*Excerpted data*

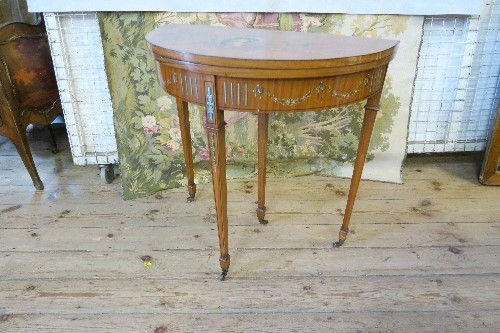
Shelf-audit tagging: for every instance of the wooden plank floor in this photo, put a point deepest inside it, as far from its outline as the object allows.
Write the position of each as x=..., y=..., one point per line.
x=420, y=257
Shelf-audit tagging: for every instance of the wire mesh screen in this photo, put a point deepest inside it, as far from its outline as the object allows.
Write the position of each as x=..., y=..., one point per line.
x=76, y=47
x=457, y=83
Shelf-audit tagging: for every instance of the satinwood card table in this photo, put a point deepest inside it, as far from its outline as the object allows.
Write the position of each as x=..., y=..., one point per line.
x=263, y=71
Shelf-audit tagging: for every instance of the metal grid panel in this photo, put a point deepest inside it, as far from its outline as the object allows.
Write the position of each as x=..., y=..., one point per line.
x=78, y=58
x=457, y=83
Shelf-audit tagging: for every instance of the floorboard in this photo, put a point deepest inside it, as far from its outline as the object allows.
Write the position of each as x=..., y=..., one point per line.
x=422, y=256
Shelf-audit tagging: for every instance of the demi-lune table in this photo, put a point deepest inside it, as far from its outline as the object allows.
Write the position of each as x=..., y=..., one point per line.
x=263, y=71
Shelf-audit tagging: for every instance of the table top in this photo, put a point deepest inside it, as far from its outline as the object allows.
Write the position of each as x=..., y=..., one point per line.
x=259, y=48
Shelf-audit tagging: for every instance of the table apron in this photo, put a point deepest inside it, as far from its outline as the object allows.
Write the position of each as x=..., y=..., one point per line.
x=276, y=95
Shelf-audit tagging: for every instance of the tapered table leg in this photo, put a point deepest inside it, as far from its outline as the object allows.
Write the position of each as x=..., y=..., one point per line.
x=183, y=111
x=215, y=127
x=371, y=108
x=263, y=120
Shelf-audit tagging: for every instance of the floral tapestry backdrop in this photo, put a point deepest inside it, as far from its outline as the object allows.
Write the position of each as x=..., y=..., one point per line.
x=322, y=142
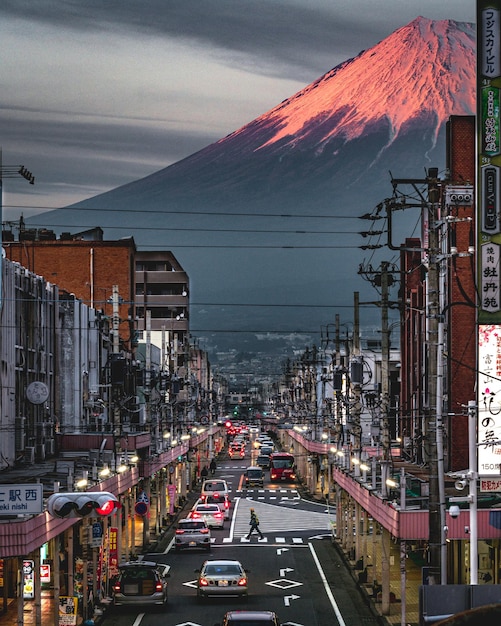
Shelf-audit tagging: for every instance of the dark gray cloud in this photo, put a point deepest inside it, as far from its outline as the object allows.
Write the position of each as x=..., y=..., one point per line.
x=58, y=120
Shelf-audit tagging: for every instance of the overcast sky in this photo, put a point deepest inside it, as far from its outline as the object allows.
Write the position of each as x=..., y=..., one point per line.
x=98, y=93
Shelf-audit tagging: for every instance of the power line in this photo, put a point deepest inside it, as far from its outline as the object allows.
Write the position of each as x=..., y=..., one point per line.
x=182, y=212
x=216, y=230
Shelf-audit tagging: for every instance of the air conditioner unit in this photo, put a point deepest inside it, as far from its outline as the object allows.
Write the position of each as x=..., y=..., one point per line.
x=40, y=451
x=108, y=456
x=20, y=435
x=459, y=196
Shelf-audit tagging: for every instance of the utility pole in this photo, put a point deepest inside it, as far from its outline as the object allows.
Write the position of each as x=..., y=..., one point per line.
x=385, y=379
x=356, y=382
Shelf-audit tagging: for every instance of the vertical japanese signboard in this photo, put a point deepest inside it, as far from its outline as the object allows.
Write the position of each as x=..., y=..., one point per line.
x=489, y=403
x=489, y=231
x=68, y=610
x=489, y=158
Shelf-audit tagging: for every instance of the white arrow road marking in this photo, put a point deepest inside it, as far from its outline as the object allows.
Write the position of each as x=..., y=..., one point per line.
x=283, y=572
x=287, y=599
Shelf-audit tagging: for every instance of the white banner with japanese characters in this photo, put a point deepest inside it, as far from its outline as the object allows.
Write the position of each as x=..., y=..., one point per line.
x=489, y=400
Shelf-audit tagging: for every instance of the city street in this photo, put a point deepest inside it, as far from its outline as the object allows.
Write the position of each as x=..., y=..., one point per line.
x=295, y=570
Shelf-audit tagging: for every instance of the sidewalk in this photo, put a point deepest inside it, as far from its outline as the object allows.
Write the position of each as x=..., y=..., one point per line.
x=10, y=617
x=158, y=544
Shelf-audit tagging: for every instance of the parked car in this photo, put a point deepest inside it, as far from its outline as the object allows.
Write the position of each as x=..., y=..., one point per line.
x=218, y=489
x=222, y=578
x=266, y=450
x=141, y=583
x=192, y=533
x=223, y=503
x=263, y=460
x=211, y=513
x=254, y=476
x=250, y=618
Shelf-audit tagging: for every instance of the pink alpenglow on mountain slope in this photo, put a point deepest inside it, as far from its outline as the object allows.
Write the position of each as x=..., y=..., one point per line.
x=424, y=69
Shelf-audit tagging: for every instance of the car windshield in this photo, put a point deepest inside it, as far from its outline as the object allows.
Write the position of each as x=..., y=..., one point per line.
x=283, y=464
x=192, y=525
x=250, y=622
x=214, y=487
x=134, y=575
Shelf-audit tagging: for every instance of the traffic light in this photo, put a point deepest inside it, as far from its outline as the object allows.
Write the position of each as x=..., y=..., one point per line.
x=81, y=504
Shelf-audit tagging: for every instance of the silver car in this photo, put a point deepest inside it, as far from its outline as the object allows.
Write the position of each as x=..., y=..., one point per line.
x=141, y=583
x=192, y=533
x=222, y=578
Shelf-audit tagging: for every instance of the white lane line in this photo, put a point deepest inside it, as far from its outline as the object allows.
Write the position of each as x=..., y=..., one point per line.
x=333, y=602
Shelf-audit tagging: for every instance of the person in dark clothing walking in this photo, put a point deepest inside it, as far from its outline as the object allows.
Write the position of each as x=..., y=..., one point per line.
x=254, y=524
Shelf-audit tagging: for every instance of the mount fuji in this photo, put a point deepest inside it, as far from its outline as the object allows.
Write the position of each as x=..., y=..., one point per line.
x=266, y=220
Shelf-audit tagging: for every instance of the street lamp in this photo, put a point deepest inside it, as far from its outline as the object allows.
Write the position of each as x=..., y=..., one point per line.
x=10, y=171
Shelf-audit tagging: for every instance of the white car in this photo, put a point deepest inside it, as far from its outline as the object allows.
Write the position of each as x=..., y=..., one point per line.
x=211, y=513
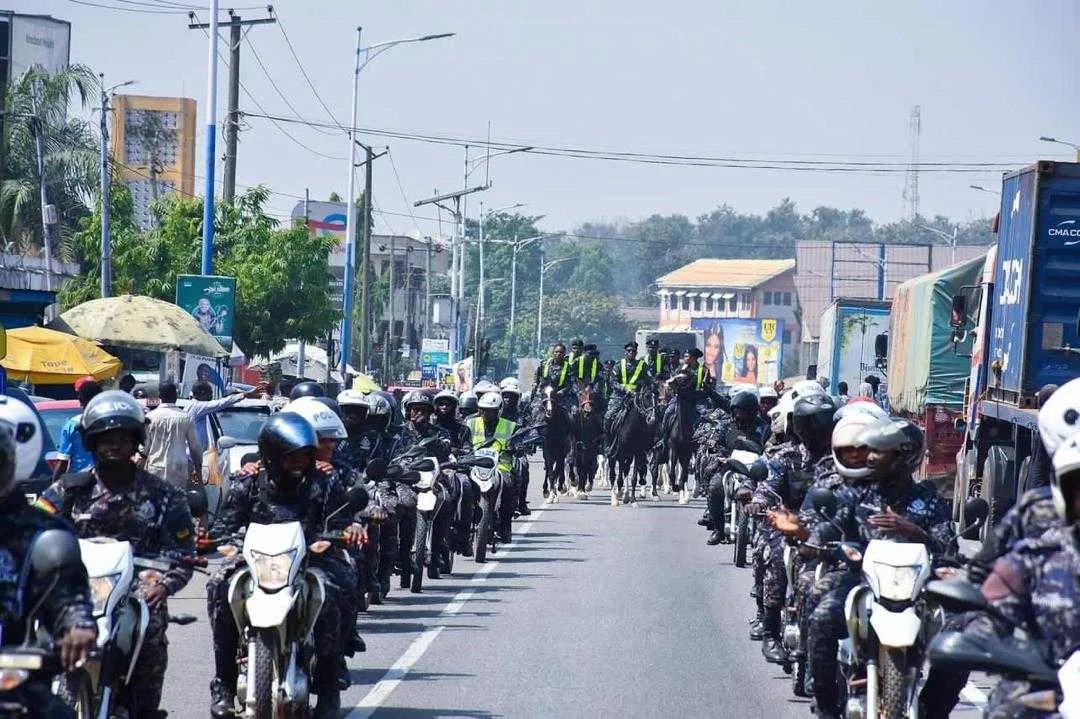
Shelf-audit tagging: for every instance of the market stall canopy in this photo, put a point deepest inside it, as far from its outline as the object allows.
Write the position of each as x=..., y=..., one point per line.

*Brief*
An exact transcription of the material is required, without any pictures.

*Solution to this exercise*
Shelf-audit tagging: for every instance of the wooden plank floor in this photo, put a point deepest inside it, as far from its outline as the object allows.
Write the position of each as x=..., y=..., one point per line.
x=420, y=257
Shelf-audit tagging: for every instance of the wire mesh screen in this photo, put a point deepest inside it, as far from its outline as the object allows.
Write the position of each as x=..., y=..., one point per line.
x=76, y=47
x=457, y=83
Shelf-audit tagging: for every instance of the satinwood card table in this photo, put a point deepest inside it, as far from its outline as the object allows.
Write the position of each as x=..., y=..., one point per line.
x=263, y=71
Shelf-audit tagging: for every instance of the metal grid panel in this photo, put a point deepest inside it, as far from its outline as the object allows.
Write the position of each as x=..., y=..., one point per line.
x=78, y=58
x=457, y=83
Shelf-audit tagging: for every instance of the floorboard in this photo, put a point deepest inside it, as far from its outline as the object allows.
Write the position of each as x=..., y=..., one point per line.
x=422, y=256
Shelf-audit tagging: for every instance of the demi-lune table in this photo, put a point deepest inside it, as far from its outline as the object allows.
Write the position of each as x=..., y=..., one point per line.
x=263, y=71
Shelf-audit tagging: for every instance of the table top in this photo, put a point deepest inside it, as far from its outline as the object allows.
Write the position of each as x=..., y=..., one point per line.
x=259, y=48
Shelf-audit tagging: for every instance of the table apron in this photo, put a point deepest inside it, as far from its outline as the object allows.
Write the position of each as x=..., y=..., one point per line.
x=276, y=95
Shelf-audit tagging: for every instance of the tapered table leg in this photo, put a point deepest inside it, as far from its outline as the object allows.
Write the position of each as x=..., y=..., one point per line.
x=183, y=111
x=215, y=127
x=371, y=108
x=263, y=120
Shelf-audit tagging: for every instance of the floral tapestry backdrop in this photo, put a point deepest inside it, as far from its outline as the object allows.
Write the position of each as x=..., y=..., one point per line.
x=322, y=142
Shelf-audit tagging: for every instance of the dark gray cloud in this photo, put a point deepest inside it, as far from its outline as the object allows.
Write the position of each as x=..., y=..., one point per line.
x=58, y=120
Shelf-audit tagging: for every instance of the overcast sky in this photo, put a point deepest inside it, as far from its outline as the object allows.
Write the position of each as x=..., y=..., one point per line.
x=98, y=93
Shelf-audit tagging: for every instance of the power line in this photo, put a point deepest inside it, as far from its outline as the object allows.
Write the position of each as x=..., y=..., one point per line.
x=182, y=212
x=216, y=230
Shelf-audit tagging: for every instance of the air conditioner unit in this photo, put a point deepest inside it, as far from its outline as the object allows.
Write the position of each as x=..., y=..., one point per line.
x=40, y=451
x=108, y=456
x=20, y=435
x=459, y=196
Shelf-audit tagging: for every instance of the utility pole in this photo, put a point deepest inside it, as far from its outline as the object allows.
Write the position of each as x=..., y=..., one point per line.
x=385, y=379
x=356, y=382
Shelf-audit tagging: for every instance of the vertical japanese signboard in this photo, put a point deepest inside it, as far from its outline as the object allows.
Write the position of each as x=..., y=..., one point per line.
x=489, y=403
x=489, y=231
x=68, y=610
x=489, y=158
Shelf-audit tagging: for every instance of the white arrow road marking in this photo, put a point deepest inside it, as far from its outline as the object allows.
Write the position of each as x=..., y=..., one point per line.
x=283, y=572
x=287, y=599
Shelf-audit tagging: for every instance of the white banner with japanese characters in this photo, put a point deepest inside it, as far from its outline as the object allows.
Write the position of each as x=..., y=..., one point per line.
x=489, y=400
Shelf-audit tagging: for every instance of the city street in this photo, put a point deepest inside it, as far from its outline as the object allows.
Write the position of each as x=..., y=..., one point per line.
x=295, y=570
Shelf-audit tagging: for every instance of the sidewalk in this photo, put a point deepest inside it, as far from its outline as the object allows.
Write the position of each as x=..., y=..., one point per line.
x=10, y=617
x=158, y=544
Shelf-audit tagging: for every instance of the parked car in this photo, put a point deepest inside it, as far from its outline as the object allows.
Write the position of each as x=..., y=..., one point per line.
x=218, y=489
x=222, y=578
x=266, y=450
x=141, y=583
x=192, y=533
x=223, y=503
x=263, y=460
x=211, y=513
x=254, y=476
x=250, y=618
Shelf-audit tagging: for every instance of the pink alpenglow on mountain slope in this photo, put a point deepest inside it, as far from its outline as the object allows.
Write the position of each as x=..., y=..., one point per line.
x=424, y=69
Shelf-audit tagging: for every instance of the car windshield in this photo, put a point deepest inside it, as far from its outline as the object allows.
Write the position of each as x=..., y=..., one point per line.
x=283, y=464
x=192, y=525
x=250, y=622
x=214, y=487
x=134, y=575
Shelf-audit tagging: for every instance of the traffic light in this photo, put a point deepest inside it, as far from its outline as the object allows.
Write the position of each as x=..., y=..., one point per line.
x=81, y=504
Shelf-audit tagging: for every instance of the silver car in this photo, put a point deepest inside it, as far from its outline as the object allows.
Write the position of each as x=..., y=..., one point per line.
x=141, y=583
x=192, y=533
x=222, y=578
Shelf-audit tagging: for every instance of the white lane line in this photo, put a point deepest inside it, as far from its outline as the object allows.
Write the position of each as x=..., y=..., one point per line.
x=333, y=602
Shelf-audit tagging: for every instance of the person in dark clothing walking in this photo, put a point deepest inside it, as far from its outline as the object allows.
Write the position of each as x=..., y=..., one point per line.
x=254, y=524
Shelf-audit tagging: for every instance of the mount fuji in this photo, put a point deepest inside it, as far from its outline as the object allows.
Write the position of each as x=..., y=..., one point per line.
x=266, y=220
Shelf-audit tagging: for every instance of the street lamp in this photo, put a point deepest inside it, as far from its outline as the object allows.
Write the position of each as x=..., y=..., one point per line.
x=10, y=171
Shelf-audit tagging: for every instance of the white car in this photo, put a point deepest inside it, as far from its outline as the object allows.
Write the position of each as x=..., y=..., one point per line.
x=211, y=513
Shelf-audit tagging: for every instance of the market stall canopy in this photo, put a point deepest inside it, as far from its outline as the object allows.
Write the position of each as x=..., y=..., one point per line.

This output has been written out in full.